Escute o álbum:
— Meme, você é músico?
Perguntou o Rei.
— Não, Roberto, eu não sou músico.
Então, o Rei olhou bem e, com a mão no seu ombro, retrucou:
— Mas você é muito mais musical do que muito músico que eu conheço.
A demonstração de admiração e reconhecimento aconteceu em 2012, nos bastidores do especial de Natal de Roberto Carlos.
E até hoje, reverbera na memória de Marcello Mansur, mundialmente conhecido como DJ Meme, que reflete: “existem pessoas que são musicais, mas que, por alguma razão, não se aproximam de um instrumento.
Algumas se tornam DJs e outras, engenheiros de gravação ou mixagem. São tão musicais como um músico.
Ou até mais — essa é que é a grande verdade”, afirma.
O começo
A iniciação de Meme no universo da música originou-se na adolescência, quando começou a fazer montagens e colagens, recombinando faixas, trechos, sons e batidas, utilizando apenas o seu gravador de fitas cassete.
E, das festinhas no bairro, quando já colocava a turma pra dançar, ainda sem saber o que era discotecar e o que era ser DJ, caminhou a passos largos, anos depois, para produção de remixagens de hits do pop e do rock brasileiro da década de 80.
“Comecei a fazer remix em 85.
Meu trabalho obteve uma visibilidade muito maior quando entrei para o rádio, remontando as músicas que iam para a grade da programação. Inclusive, fiz remix de música dos Titãs (Polícia), de Marina (À Francesa), Capital Inicial e muitos outros.
================================
## TAREFA A
Transcreva, sem alterações, o trecho do texto sobre DJ Meme que vai de "Ou até mais" até "remix em 85.", inclusive.

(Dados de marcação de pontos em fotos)
================================
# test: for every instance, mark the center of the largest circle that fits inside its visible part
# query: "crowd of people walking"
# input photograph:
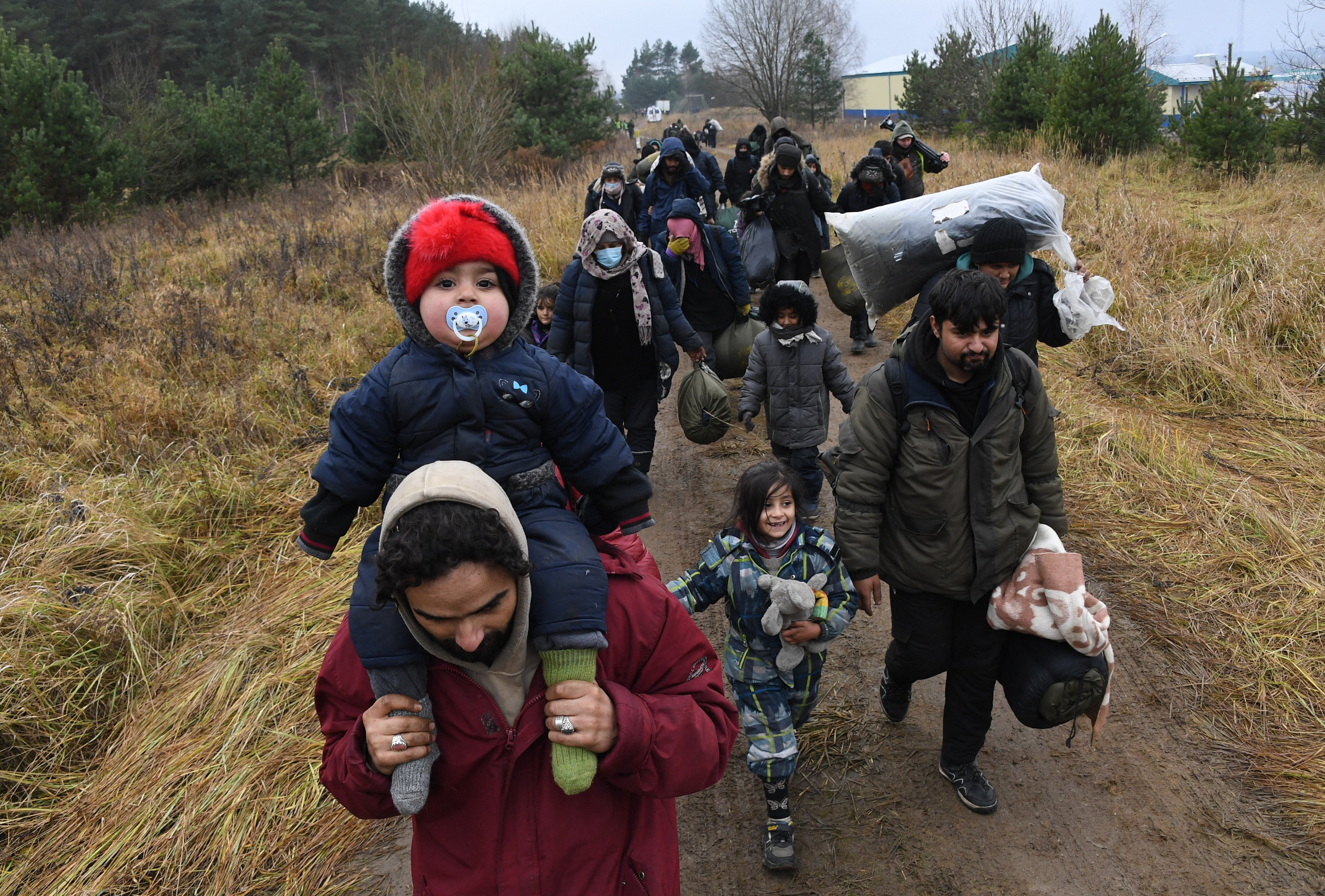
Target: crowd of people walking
(513, 671)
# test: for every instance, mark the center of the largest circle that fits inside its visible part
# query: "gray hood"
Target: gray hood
(509, 676)
(526, 294)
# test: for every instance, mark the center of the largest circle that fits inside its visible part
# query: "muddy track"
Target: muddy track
(1151, 810)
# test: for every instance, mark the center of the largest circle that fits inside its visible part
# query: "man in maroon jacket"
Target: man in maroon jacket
(455, 564)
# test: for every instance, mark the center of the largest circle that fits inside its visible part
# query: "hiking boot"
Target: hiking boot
(971, 786)
(893, 696)
(779, 847)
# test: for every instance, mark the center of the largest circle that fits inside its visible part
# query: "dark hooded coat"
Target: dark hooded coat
(793, 207)
(740, 172)
(660, 191)
(721, 257)
(793, 380)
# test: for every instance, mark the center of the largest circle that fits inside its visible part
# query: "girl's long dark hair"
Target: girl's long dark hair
(754, 487)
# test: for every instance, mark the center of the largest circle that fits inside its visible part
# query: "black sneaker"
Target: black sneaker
(973, 788)
(779, 847)
(893, 696)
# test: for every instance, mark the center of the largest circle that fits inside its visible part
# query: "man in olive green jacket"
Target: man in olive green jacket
(943, 503)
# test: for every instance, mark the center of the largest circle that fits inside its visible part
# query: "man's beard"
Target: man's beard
(488, 650)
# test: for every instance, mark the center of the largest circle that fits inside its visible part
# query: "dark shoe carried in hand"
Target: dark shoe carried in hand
(971, 786)
(893, 696)
(779, 847)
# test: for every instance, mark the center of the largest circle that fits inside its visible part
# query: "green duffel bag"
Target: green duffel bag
(703, 406)
(842, 285)
(732, 347)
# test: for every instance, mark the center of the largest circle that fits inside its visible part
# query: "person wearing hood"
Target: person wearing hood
(673, 176)
(911, 162)
(704, 265)
(794, 366)
(757, 137)
(740, 172)
(614, 192)
(463, 385)
(712, 172)
(791, 198)
(455, 565)
(1001, 250)
(948, 469)
(826, 183)
(874, 183)
(778, 129)
(618, 322)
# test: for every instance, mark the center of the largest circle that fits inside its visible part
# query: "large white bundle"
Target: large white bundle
(895, 249)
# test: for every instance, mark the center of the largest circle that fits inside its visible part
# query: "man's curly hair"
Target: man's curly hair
(432, 539)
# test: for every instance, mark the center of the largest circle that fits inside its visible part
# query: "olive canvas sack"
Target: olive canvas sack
(703, 406)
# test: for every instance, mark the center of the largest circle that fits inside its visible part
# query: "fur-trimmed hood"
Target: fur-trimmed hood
(521, 305)
(789, 294)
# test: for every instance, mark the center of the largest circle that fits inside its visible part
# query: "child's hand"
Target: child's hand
(799, 633)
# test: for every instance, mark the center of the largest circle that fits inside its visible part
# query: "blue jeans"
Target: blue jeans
(569, 584)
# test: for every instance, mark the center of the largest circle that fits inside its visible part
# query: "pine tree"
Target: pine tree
(56, 155)
(297, 138)
(818, 92)
(1025, 84)
(1225, 129)
(1104, 101)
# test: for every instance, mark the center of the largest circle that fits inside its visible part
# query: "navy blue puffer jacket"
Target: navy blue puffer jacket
(573, 317)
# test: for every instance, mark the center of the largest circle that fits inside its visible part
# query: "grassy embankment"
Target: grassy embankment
(165, 383)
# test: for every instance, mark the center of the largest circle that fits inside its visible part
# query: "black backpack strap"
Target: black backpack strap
(896, 376)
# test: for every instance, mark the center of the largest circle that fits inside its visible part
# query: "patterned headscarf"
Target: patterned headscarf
(609, 223)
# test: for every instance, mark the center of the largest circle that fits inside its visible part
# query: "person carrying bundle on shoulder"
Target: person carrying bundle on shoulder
(787, 596)
(794, 364)
(874, 183)
(999, 250)
(944, 474)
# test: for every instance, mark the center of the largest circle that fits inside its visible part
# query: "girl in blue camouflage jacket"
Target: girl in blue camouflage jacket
(768, 535)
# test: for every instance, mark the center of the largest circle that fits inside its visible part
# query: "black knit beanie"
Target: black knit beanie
(999, 240)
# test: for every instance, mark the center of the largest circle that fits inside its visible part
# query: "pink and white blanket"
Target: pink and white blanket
(1046, 598)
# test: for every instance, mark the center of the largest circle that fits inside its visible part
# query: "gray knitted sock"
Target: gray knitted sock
(408, 780)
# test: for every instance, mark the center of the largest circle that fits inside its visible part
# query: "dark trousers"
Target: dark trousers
(632, 408)
(805, 462)
(796, 268)
(936, 634)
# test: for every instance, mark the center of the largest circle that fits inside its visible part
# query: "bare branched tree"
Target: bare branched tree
(1143, 22)
(1304, 36)
(995, 24)
(756, 46)
(447, 125)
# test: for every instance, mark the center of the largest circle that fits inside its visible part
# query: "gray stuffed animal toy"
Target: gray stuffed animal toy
(790, 601)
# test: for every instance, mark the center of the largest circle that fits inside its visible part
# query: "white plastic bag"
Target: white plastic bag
(895, 249)
(1084, 305)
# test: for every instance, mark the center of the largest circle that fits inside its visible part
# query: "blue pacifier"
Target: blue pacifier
(472, 318)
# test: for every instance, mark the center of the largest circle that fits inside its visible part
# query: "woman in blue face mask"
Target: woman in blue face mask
(615, 321)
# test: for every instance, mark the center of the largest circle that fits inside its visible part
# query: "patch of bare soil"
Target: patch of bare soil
(1149, 810)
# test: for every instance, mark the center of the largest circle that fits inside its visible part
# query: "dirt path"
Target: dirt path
(1151, 812)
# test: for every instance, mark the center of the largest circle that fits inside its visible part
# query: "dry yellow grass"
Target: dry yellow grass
(164, 390)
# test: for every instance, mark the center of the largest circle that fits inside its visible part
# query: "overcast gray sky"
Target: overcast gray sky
(890, 28)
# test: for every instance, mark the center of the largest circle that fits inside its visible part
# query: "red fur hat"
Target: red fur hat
(448, 233)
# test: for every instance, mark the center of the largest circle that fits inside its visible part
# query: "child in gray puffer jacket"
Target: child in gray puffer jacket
(793, 367)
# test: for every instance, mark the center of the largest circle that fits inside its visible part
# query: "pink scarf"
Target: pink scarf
(687, 228)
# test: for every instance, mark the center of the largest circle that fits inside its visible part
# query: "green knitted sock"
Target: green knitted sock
================================
## TAREFA B
Extraia dos registros, sem nenhuma alteração, as linhas que vão do início até a linha com "(1151, 810)", incluindo essa linha. Deixe as imagens de fora da resposta.

## RESULTADO DA TAREFA A
Ou até mais — essa é que é a grande verdade”, afirma.
O começo
A iniciação de Meme no universo da música originou-se na adolescência, quando começou a fazer montagens e colagens, recombinando faixas, trechos, sons e batidas, utilizando apenas o seu gravador de fitas cassete.
E, das festinhas no bairro, quando já colocava a turma pra dançar, ainda sem saber o que era discotecar e o que era ser DJ, caminhou a passos largos, anos depois, para produção de remixagens de hits do pop e do rock brasileiro da década de 80.
“Comecei a fazer remix em 85.

## RESULTADO DA TAREFA B
# test: for every instance, mark the center of the largest circle that fits inside its visible part
# query: "crowd of people walking"
# input photograph:
Target: crowd of people walking
(513, 671)
# test: for every instance, mark the center of the largest circle that fits inside its visible part
# query: "gray hood"
Target: gray hood
(509, 676)
(526, 294)
# test: for every instance, mark the center of the largest circle that fits inside its visible part
# query: "muddy track"
Target: muddy track
(1151, 810)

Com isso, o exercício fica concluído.